Saved entries

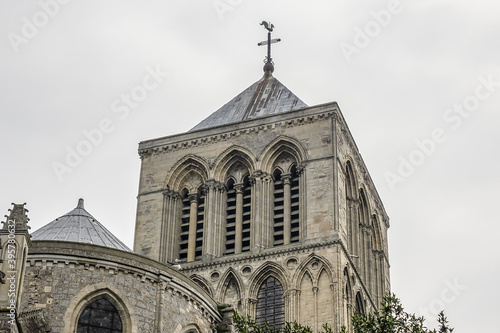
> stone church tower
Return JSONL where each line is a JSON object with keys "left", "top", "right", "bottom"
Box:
{"left": 134, "top": 45, "right": 390, "bottom": 331}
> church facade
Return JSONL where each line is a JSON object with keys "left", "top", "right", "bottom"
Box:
{"left": 1, "top": 54, "right": 389, "bottom": 333}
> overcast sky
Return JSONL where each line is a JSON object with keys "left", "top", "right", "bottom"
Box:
{"left": 1, "top": 1, "right": 499, "bottom": 331}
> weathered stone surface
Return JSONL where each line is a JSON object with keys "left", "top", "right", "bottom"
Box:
{"left": 18, "top": 241, "right": 220, "bottom": 333}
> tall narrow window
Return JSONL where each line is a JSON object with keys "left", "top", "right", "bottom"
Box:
{"left": 241, "top": 176, "right": 251, "bottom": 252}
{"left": 195, "top": 190, "right": 205, "bottom": 261}
{"left": 273, "top": 166, "right": 299, "bottom": 246}
{"left": 225, "top": 176, "right": 252, "bottom": 255}
{"left": 272, "top": 170, "right": 285, "bottom": 246}
{"left": 345, "top": 162, "right": 357, "bottom": 255}
{"left": 256, "top": 277, "right": 285, "bottom": 330}
{"left": 77, "top": 298, "right": 122, "bottom": 333}
{"left": 179, "top": 190, "right": 190, "bottom": 261}
{"left": 290, "top": 165, "right": 300, "bottom": 243}
{"left": 225, "top": 179, "right": 237, "bottom": 255}
{"left": 355, "top": 292, "right": 365, "bottom": 314}
{"left": 178, "top": 188, "right": 205, "bottom": 262}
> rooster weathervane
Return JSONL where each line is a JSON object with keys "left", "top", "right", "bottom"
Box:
{"left": 257, "top": 21, "right": 281, "bottom": 72}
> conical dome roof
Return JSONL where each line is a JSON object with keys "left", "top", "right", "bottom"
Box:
{"left": 31, "top": 199, "right": 131, "bottom": 251}
{"left": 190, "top": 72, "right": 307, "bottom": 131}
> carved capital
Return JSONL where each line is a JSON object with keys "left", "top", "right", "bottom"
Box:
{"left": 188, "top": 193, "right": 199, "bottom": 203}
{"left": 297, "top": 162, "right": 307, "bottom": 175}
{"left": 163, "top": 190, "right": 181, "bottom": 200}
{"left": 281, "top": 173, "right": 292, "bottom": 184}
{"left": 234, "top": 183, "right": 245, "bottom": 194}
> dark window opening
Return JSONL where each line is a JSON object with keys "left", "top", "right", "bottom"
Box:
{"left": 256, "top": 276, "right": 285, "bottom": 330}
{"left": 77, "top": 298, "right": 122, "bottom": 333}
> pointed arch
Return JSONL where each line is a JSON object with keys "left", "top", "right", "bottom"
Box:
{"left": 317, "top": 267, "right": 335, "bottom": 326}
{"left": 259, "top": 135, "right": 307, "bottom": 173}
{"left": 355, "top": 291, "right": 365, "bottom": 314}
{"left": 63, "top": 283, "right": 137, "bottom": 333}
{"left": 345, "top": 160, "right": 359, "bottom": 257}
{"left": 345, "top": 160, "right": 357, "bottom": 199}
{"left": 262, "top": 137, "right": 306, "bottom": 248}
{"left": 298, "top": 271, "right": 314, "bottom": 328}
{"left": 292, "top": 253, "right": 334, "bottom": 288}
{"left": 358, "top": 188, "right": 370, "bottom": 226}
{"left": 165, "top": 155, "right": 210, "bottom": 191}
{"left": 217, "top": 268, "right": 244, "bottom": 312}
{"left": 212, "top": 145, "right": 256, "bottom": 182}
{"left": 248, "top": 261, "right": 289, "bottom": 298}
{"left": 358, "top": 187, "right": 372, "bottom": 287}
{"left": 190, "top": 274, "right": 213, "bottom": 297}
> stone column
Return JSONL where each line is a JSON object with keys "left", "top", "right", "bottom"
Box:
{"left": 161, "top": 190, "right": 180, "bottom": 263}
{"left": 234, "top": 184, "right": 244, "bottom": 254}
{"left": 250, "top": 171, "right": 272, "bottom": 250}
{"left": 313, "top": 286, "right": 319, "bottom": 332}
{"left": 282, "top": 173, "right": 292, "bottom": 245}
{"left": 202, "top": 180, "right": 225, "bottom": 259}
{"left": 187, "top": 194, "right": 198, "bottom": 262}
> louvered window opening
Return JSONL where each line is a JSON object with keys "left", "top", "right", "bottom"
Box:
{"left": 241, "top": 177, "right": 251, "bottom": 252}
{"left": 290, "top": 166, "right": 300, "bottom": 243}
{"left": 225, "top": 180, "right": 237, "bottom": 255}
{"left": 178, "top": 190, "right": 205, "bottom": 261}
{"left": 179, "top": 193, "right": 190, "bottom": 261}
{"left": 256, "top": 277, "right": 285, "bottom": 330}
{"left": 77, "top": 298, "right": 122, "bottom": 333}
{"left": 195, "top": 193, "right": 205, "bottom": 261}
{"left": 273, "top": 171, "right": 285, "bottom": 246}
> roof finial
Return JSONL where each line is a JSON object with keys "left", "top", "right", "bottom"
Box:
{"left": 258, "top": 21, "right": 281, "bottom": 74}
{"left": 77, "top": 198, "right": 84, "bottom": 209}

# Problem details
Your answer must be a single number: how many lines of the entries above contain the string "window".

# Written reply
3